**Stated problem:** Copy the material exactly as it appears, from its first line through the line containing "70), (141, 74)]".

* * * * * * * * *

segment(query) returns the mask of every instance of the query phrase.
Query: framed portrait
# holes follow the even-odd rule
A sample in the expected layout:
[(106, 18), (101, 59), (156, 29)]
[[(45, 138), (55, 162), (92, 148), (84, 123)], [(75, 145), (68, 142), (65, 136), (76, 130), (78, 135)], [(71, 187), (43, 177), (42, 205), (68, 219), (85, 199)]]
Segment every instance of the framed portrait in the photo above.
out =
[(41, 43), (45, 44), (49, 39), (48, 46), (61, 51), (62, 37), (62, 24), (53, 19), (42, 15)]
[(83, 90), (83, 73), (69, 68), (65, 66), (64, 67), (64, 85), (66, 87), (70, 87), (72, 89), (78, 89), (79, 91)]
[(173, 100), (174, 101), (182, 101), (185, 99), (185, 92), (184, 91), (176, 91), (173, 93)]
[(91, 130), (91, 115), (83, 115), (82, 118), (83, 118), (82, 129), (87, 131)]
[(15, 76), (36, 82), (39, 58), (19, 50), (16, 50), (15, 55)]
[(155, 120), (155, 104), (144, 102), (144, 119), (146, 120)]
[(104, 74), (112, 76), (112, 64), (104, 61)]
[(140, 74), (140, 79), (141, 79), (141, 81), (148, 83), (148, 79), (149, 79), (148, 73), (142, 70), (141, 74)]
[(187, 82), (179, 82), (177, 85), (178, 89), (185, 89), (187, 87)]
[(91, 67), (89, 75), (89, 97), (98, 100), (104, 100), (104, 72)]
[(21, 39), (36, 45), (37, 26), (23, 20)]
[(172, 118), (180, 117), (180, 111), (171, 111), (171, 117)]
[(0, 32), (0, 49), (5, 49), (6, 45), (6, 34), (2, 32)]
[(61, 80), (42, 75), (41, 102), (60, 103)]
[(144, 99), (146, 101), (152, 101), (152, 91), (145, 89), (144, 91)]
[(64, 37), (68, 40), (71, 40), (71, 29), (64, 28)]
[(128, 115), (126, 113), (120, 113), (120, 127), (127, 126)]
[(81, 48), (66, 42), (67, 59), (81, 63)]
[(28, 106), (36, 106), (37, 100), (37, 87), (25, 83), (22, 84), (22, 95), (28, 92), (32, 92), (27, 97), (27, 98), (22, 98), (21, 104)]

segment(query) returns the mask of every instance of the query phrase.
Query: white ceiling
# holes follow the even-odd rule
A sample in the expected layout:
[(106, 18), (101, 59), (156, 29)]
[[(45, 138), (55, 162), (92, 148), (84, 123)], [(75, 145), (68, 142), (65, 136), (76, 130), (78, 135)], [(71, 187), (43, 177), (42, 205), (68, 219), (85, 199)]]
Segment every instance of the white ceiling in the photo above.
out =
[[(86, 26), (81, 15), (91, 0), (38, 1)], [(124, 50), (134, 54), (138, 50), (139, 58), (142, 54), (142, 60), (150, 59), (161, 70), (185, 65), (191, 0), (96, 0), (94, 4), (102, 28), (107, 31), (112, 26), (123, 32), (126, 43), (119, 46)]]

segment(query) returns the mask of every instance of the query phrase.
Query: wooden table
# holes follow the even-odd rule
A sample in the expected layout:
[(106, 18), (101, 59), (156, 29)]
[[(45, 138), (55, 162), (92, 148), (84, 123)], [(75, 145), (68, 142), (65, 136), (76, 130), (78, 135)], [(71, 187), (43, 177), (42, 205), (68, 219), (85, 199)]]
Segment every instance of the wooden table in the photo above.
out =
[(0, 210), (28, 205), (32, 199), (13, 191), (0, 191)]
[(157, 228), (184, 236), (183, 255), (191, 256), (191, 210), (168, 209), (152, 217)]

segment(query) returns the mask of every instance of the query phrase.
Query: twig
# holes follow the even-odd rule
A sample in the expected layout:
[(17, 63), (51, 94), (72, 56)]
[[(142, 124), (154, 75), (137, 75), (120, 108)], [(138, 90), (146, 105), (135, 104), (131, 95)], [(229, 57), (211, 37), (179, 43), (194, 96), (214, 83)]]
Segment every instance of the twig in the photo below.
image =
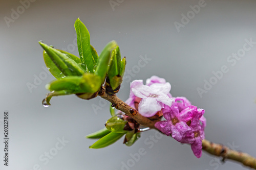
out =
[[(99, 92), (98, 95), (103, 99), (110, 102), (113, 104), (113, 106), (115, 106), (117, 109), (123, 112), (129, 116), (132, 117), (139, 124), (157, 129), (154, 125), (160, 120), (151, 120), (148, 118), (142, 116), (136, 109), (123, 102), (116, 95), (110, 95), (108, 94), (105, 92), (104, 87), (101, 88)], [(232, 150), (227, 147), (220, 144), (214, 143), (205, 139), (203, 140), (202, 145), (203, 150), (211, 155), (222, 157), (223, 161), (226, 159), (230, 159), (241, 162), (245, 166), (256, 169), (256, 158), (246, 153)]]

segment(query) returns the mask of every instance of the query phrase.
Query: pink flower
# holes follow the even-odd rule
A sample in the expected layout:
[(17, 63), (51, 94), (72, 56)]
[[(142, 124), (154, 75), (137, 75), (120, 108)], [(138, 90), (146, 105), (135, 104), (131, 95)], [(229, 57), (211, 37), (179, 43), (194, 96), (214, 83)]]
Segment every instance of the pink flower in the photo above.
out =
[(161, 111), (164, 105), (170, 107), (174, 103), (174, 99), (169, 96), (170, 84), (165, 83), (164, 79), (157, 78), (155, 76), (147, 79), (149, 86), (143, 85), (142, 80), (136, 80), (131, 83), (130, 98), (125, 103), (135, 107), (136, 97), (140, 98), (138, 111), (143, 116), (152, 117)]
[(180, 112), (186, 108), (188, 106), (191, 105), (190, 102), (185, 97), (177, 97), (175, 98), (175, 102), (178, 104), (179, 111)]
[(170, 107), (165, 106), (162, 112), (166, 120), (157, 122), (155, 126), (167, 136), (172, 133), (172, 136), (180, 142), (185, 133), (191, 130), (186, 122), (195, 116), (196, 109), (196, 107), (190, 106), (180, 113), (176, 102)]
[(198, 158), (202, 156), (202, 140), (204, 139), (204, 128), (206, 119), (203, 117), (204, 110), (197, 109), (196, 114), (191, 120), (190, 131), (186, 132), (181, 141), (181, 143), (191, 143), (191, 149)]

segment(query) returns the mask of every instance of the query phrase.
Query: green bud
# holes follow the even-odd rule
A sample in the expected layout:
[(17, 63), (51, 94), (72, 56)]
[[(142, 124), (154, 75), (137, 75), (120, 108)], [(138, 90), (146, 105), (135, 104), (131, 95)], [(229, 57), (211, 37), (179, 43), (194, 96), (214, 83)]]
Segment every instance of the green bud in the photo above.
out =
[(115, 143), (123, 136), (124, 134), (124, 133), (110, 132), (108, 135), (98, 140), (95, 143), (90, 146), (89, 148), (99, 149), (108, 147)]
[(86, 137), (90, 139), (99, 139), (105, 136), (110, 132), (111, 132), (108, 130), (106, 128), (104, 128), (99, 131), (86, 136)]
[(118, 116), (114, 116), (106, 121), (105, 127), (106, 129), (112, 132), (126, 133), (127, 131), (123, 130), (126, 123), (126, 121), (123, 120)]

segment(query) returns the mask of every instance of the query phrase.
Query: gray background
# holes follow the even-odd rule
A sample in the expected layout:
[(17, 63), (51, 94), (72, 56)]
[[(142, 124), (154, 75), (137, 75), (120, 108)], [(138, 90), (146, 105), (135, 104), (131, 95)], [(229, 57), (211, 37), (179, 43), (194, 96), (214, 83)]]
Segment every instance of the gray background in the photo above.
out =
[[(98, 53), (106, 43), (116, 40), (130, 70), (138, 65), (140, 56), (146, 55), (152, 60), (132, 80), (145, 81), (152, 75), (164, 78), (172, 85), (173, 96), (185, 96), (205, 110), (208, 140), (234, 145), (235, 149), (256, 157), (256, 47), (233, 66), (227, 61), (243, 47), (245, 39), (256, 41), (256, 2), (205, 3), (178, 32), (174, 22), (181, 23), (181, 14), (186, 15), (191, 10), (189, 6), (198, 5), (198, 1), (124, 1), (113, 10), (108, 1), (37, 0), (9, 27), (4, 17), (11, 18), (11, 9), (16, 11), (21, 4), (18, 0), (1, 1), (0, 119), (4, 111), (8, 110), (10, 139), (9, 166), (4, 167), (1, 158), (0, 168), (30, 170), (38, 164), (41, 169), (121, 169), (121, 162), (127, 163), (130, 154), (143, 148), (146, 154), (131, 169), (246, 169), (231, 161), (220, 164), (219, 158), (204, 152), (198, 159), (188, 145), (168, 137), (150, 148), (145, 142), (152, 141), (147, 138), (155, 135), (154, 130), (143, 133), (130, 148), (120, 140), (104, 149), (89, 149), (95, 140), (84, 136), (104, 126), (110, 117), (109, 103), (98, 98), (86, 101), (73, 95), (53, 98), (52, 106), (44, 108), (41, 102), (48, 92), (45, 85), (54, 78), (47, 74), (31, 93), (27, 85), (33, 84), (34, 75), (45, 71), (38, 40), (56, 48), (69, 47), (67, 51), (78, 56), (72, 47), (76, 38), (74, 23), (80, 17)], [(224, 65), (229, 71), (200, 98), (197, 88), (203, 88), (204, 81), (209, 81), (212, 72)], [(126, 79), (118, 94), (123, 100), (130, 90), (130, 81)], [(100, 109), (94, 111), (92, 106)], [(53, 151), (57, 138), (62, 137), (69, 142), (44, 164), (40, 156)], [(0, 147), (3, 158), (2, 142)]]

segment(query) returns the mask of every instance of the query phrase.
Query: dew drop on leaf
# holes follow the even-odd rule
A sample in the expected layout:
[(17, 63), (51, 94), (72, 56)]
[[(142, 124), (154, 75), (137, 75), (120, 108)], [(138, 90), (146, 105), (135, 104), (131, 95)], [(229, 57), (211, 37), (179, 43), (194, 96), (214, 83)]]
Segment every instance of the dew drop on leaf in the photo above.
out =
[(44, 99), (44, 100), (42, 101), (42, 106), (44, 106), (44, 107), (48, 107), (50, 106), (50, 105), (48, 105), (47, 104), (47, 102), (46, 102), (46, 100), (45, 99)]

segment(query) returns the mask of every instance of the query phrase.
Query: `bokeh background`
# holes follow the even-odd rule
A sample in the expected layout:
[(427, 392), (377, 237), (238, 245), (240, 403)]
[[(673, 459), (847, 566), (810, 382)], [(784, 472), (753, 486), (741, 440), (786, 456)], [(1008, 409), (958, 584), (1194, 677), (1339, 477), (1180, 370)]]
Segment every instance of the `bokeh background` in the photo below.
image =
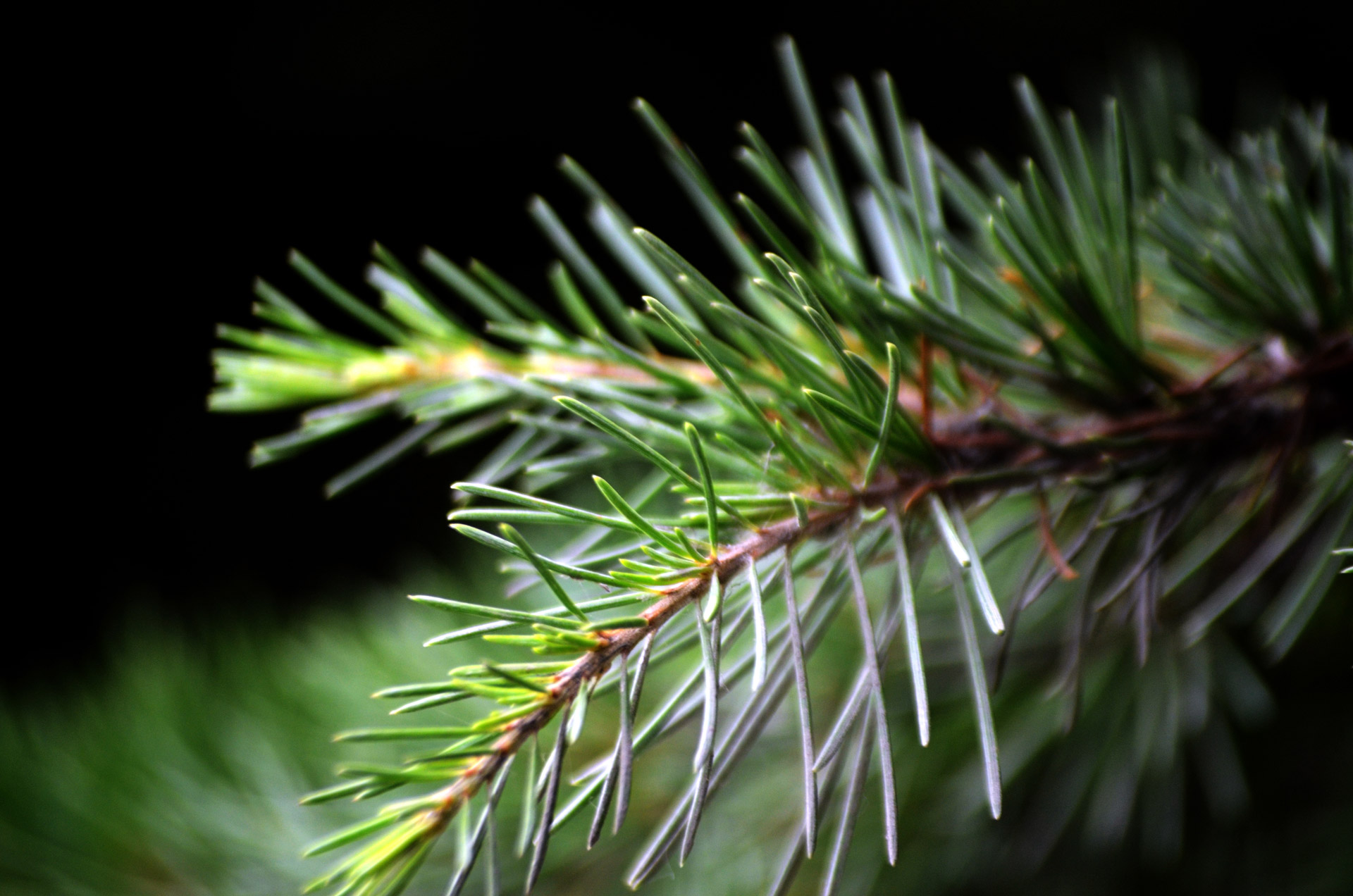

* * * * * * * * *

**Task response:**
segment(query) returns the mask of every instance of the query phrase.
Query: framed portrait
# holes follow the even-odd rule
A sample in the expected layout:
[(106, 18), (101, 59), (156, 29)]
[[(45, 138), (55, 162), (92, 148), (84, 123)], [(75, 145), (68, 142), (65, 136), (76, 130), (78, 135)], [(71, 187), (43, 177), (42, 205), (68, 219), (85, 199)]]
Segment every instance of the framed portrait in the photo above.
out =
[(41, 43), (45, 44), (49, 39), (48, 46), (61, 51), (62, 37), (62, 24), (53, 19), (42, 15)]
[(83, 90), (83, 73), (69, 68), (65, 66), (64, 67), (64, 85), (66, 87), (70, 87), (72, 89), (78, 89), (79, 91)]
[(173, 100), (174, 101), (182, 101), (185, 99), (185, 92), (184, 91), (176, 91), (173, 93)]
[(91, 130), (91, 115), (83, 115), (82, 118), (83, 118), (82, 129), (87, 131)]
[(15, 76), (36, 82), (39, 58), (19, 50), (16, 50), (15, 55)]
[(155, 120), (155, 104), (144, 102), (144, 119), (146, 120)]
[(104, 74), (112, 76), (112, 64), (104, 61)]
[(140, 74), (140, 79), (141, 79), (141, 81), (148, 83), (148, 79), (149, 79), (148, 73), (142, 70), (141, 74)]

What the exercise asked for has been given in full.